課題のねらい
下に示すDX基礎用語集の原文抜粋を、最初の行から最後の行まで一字一句変えずにすべて打ち直しなさい。

DX基礎用語集Vol.1 ~後編:技術・システム関連~
知らなきゃマズイ!? DX基礎用語集Vol.1<後半>
後編はDXで活用されることの多い技術やシステムに関する用語を紹介します。専門的な言葉も極力わかりやすく説明していますので、エンジニア以外の方も是非参考にしてください。
SoE
“System of Engagement”の略語です。ビジネスでは「つながり」や「信頼関係」といった意味で使われる“Engagement”という言葉が入っていることからも分かるように、主に顧客との関係構築や顧客体験価値(CX)の向上を目的としたシステムを指します。
具体的には、CRM(Customer Relationship Management:顧客関係管理)ツールやチャットボット、LINEのようなコミュニケーションアプリ、レコメンテーションエンジンなど。他にも『Airbnb』(民泊)や『Uber』(配車)のような、シェアリングエコノミーサービスを支えるシステムなどが含まれます。
顧客ニーズの変化に対応するため、開発・運用ともにスピード感が求められるのが特徴。数週間で開発し、リリース後に高頻度で改良していくアジャイルな手法が一般的です。SoEに対し、既存の業務・事業の効率化を目的としたシステムはSoR(Systems of Record)と呼ばれます。

データ一覧
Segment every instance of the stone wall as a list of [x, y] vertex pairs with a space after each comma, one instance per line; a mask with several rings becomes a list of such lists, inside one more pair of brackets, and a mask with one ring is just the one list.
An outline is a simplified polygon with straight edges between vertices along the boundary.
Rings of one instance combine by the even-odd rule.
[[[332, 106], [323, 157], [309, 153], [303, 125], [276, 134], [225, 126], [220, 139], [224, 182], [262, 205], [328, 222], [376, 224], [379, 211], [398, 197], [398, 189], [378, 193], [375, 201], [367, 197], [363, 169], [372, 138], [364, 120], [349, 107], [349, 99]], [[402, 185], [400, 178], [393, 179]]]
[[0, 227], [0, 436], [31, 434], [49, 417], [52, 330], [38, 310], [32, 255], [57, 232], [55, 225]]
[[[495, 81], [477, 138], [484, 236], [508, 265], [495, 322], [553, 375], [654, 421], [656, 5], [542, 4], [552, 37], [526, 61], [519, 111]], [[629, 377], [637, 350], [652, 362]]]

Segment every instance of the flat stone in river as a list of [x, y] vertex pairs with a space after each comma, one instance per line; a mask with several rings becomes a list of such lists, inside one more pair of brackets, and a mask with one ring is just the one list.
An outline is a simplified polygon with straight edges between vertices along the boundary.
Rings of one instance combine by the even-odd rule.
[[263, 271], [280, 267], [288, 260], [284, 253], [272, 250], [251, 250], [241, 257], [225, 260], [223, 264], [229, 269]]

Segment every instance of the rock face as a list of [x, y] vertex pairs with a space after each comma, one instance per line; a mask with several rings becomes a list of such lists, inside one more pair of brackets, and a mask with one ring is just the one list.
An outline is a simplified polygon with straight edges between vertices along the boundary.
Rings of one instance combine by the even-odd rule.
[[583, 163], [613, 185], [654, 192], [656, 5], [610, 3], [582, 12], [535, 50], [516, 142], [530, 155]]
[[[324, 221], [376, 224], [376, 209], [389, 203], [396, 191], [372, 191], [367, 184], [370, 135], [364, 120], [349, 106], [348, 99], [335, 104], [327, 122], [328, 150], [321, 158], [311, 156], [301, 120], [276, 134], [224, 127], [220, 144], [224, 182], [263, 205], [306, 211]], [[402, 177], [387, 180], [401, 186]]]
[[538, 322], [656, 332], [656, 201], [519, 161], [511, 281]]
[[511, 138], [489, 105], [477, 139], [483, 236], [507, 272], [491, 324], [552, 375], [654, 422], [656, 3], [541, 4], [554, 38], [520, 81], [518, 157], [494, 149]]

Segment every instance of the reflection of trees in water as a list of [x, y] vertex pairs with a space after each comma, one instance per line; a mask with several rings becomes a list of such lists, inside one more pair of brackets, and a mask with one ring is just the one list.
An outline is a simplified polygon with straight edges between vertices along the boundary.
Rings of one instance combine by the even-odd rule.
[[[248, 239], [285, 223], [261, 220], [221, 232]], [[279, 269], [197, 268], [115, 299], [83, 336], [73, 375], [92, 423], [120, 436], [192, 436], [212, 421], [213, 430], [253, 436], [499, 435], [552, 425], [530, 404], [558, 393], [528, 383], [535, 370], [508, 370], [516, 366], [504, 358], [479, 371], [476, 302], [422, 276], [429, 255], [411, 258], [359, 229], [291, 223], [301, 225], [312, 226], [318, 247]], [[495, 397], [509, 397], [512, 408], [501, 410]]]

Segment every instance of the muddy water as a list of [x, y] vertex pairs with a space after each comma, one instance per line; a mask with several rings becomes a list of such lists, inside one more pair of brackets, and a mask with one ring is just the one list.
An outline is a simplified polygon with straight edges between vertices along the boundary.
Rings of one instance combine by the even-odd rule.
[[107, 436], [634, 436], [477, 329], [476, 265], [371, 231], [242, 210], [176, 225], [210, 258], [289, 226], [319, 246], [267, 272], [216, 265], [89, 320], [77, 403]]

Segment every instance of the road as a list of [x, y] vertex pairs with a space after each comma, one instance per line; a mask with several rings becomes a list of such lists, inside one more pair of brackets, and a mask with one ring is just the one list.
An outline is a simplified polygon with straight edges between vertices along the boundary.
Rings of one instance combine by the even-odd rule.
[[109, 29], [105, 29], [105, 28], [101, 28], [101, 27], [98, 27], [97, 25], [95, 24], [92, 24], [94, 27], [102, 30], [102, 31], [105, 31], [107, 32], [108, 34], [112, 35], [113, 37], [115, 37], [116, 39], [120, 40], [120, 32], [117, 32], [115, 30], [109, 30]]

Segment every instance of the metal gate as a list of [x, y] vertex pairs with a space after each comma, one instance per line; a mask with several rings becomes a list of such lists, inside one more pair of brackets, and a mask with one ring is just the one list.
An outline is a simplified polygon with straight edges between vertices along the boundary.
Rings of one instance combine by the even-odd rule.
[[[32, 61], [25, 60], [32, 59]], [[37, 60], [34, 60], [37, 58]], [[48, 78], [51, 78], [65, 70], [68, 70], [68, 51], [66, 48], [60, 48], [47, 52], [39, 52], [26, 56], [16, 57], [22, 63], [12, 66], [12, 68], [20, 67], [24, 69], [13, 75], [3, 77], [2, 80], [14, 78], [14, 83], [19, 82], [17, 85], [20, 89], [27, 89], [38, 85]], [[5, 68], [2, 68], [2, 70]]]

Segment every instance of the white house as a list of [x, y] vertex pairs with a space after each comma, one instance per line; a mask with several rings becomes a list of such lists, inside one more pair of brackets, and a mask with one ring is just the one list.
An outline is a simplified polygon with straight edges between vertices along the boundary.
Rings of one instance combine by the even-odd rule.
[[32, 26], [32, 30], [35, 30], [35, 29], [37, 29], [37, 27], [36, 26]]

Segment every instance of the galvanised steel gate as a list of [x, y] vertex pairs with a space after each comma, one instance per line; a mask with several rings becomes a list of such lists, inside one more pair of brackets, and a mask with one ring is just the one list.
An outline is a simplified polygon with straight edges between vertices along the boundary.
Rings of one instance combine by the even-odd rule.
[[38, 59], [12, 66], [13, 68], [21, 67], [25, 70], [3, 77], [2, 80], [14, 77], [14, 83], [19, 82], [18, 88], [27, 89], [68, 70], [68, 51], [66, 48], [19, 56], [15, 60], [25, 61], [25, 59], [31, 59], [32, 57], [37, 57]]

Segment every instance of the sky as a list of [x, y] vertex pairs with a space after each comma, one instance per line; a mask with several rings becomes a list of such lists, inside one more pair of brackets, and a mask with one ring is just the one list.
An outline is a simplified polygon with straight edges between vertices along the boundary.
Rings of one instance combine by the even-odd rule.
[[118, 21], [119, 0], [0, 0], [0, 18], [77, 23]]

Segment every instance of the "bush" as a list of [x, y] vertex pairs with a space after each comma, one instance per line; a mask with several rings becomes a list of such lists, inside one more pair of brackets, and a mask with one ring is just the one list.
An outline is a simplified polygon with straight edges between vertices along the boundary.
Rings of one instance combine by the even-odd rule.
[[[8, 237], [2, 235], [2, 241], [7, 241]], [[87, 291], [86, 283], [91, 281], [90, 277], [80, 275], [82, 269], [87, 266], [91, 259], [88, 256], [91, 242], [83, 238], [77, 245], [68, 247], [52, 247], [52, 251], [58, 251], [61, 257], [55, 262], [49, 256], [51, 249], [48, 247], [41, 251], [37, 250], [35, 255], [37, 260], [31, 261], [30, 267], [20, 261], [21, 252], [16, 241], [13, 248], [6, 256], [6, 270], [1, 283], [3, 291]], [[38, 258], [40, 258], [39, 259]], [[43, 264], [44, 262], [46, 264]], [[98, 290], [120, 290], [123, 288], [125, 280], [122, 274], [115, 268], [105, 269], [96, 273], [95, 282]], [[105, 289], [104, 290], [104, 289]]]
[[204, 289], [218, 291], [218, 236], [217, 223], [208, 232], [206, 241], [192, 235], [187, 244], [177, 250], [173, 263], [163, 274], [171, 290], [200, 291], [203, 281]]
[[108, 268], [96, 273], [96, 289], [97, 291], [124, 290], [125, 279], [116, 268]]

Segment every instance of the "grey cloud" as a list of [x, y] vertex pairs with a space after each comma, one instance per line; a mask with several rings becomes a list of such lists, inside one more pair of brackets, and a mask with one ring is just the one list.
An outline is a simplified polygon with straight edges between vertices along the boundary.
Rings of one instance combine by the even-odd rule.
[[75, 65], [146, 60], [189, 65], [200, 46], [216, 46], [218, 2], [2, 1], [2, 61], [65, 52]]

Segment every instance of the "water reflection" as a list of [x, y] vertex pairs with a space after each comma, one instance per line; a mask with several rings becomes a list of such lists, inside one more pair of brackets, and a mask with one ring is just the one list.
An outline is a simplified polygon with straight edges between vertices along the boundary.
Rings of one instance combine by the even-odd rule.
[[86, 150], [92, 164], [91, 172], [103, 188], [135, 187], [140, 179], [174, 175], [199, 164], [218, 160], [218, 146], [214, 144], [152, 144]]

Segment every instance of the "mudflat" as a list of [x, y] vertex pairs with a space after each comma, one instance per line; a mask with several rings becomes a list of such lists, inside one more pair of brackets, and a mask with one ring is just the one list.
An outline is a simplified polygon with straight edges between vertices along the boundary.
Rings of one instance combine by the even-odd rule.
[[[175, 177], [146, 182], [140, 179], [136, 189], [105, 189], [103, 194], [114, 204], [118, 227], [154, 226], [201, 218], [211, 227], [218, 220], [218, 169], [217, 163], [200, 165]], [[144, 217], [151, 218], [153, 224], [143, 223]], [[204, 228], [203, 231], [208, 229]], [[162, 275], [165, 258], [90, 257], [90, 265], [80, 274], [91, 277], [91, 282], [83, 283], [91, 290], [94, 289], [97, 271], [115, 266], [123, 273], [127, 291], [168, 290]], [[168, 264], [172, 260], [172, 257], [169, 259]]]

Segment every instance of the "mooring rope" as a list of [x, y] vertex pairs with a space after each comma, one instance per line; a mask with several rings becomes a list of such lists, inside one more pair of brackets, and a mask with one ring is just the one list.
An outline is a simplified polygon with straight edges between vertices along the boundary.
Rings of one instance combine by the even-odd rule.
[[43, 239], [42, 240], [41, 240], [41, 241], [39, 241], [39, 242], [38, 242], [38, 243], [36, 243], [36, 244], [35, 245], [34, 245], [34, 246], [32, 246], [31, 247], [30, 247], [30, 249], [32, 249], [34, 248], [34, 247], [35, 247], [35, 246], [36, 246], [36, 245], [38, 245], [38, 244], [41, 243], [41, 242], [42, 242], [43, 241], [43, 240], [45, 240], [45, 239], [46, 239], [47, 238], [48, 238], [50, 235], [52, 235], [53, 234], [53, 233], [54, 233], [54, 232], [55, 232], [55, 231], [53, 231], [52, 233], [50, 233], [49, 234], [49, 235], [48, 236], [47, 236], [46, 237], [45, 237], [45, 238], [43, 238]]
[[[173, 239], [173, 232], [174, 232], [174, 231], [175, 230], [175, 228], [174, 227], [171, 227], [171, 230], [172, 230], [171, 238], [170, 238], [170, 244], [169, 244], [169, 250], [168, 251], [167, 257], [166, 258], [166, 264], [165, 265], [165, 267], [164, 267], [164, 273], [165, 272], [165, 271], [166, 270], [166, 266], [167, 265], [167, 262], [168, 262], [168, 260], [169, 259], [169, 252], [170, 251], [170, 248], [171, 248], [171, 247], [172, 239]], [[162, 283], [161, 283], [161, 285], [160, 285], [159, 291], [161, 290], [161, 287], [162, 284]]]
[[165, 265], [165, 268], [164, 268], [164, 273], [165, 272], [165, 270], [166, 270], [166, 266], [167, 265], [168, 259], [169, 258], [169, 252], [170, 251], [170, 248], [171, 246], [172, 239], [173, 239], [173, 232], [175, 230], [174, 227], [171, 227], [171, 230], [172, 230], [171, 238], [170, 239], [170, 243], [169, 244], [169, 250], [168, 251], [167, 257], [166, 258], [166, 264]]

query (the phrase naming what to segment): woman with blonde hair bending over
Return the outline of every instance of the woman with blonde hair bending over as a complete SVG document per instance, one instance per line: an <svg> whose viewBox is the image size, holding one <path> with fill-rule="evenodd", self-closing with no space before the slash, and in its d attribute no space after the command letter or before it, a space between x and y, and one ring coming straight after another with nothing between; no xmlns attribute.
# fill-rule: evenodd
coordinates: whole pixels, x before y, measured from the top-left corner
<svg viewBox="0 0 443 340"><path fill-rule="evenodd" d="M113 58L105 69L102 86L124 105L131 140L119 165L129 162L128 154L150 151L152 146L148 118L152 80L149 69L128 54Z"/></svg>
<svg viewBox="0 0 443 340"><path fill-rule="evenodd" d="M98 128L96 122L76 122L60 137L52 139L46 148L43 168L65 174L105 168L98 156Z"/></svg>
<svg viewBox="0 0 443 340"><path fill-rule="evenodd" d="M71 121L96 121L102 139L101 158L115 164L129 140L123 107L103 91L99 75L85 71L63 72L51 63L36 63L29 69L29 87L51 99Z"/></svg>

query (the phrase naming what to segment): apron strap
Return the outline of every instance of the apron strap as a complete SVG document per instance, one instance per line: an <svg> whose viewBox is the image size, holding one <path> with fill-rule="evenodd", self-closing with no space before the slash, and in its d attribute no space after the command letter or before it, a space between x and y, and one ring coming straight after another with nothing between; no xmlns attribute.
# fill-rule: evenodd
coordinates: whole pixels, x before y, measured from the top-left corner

解答例
DX基礎用語集Vol.1 ~後編:技術・システム関連~
知らなきゃマズイ!? DX基礎用語集Vol.1<後半>
後編はDXで活用されることの多い技術やシステムに関する用語を紹介します。専門的な言葉も極力わかりやすく説明していますので、エンジニア以外の方も是非参考にしてください。
SoE
“System of Engagement”の略語です。ビジネスでは「つながり」や「信頼関係」といった意味で使われる“Engagement”という言葉が入っていることからも分かるように、主に顧客との関係構築や顧客体験価値(CX)の向上を目的としたシステムを指します。
具体的には、CRM(Customer Relationship Management:顧客関係管理)ツールやチャットボット、LINEのようなコミュニケーションアプリ、レコメンテーションエンジンなど。他にも『Airbnb』(民泊)や『Uber』(配車)のような、シェアリングエコノミーサービスを支えるシステムなどが含まれます。
顧客ニーズの変化に対応するため、開発・運用ともにスピード感が求められるのが特徴。数週間で開発し、リリース後に高頻度で改良していくアジャイルな手法が一般的です。SoEに対し、既存の業務・事業の効率化を目的としたシステムはSoR(Systems of Record)と呼ばれます。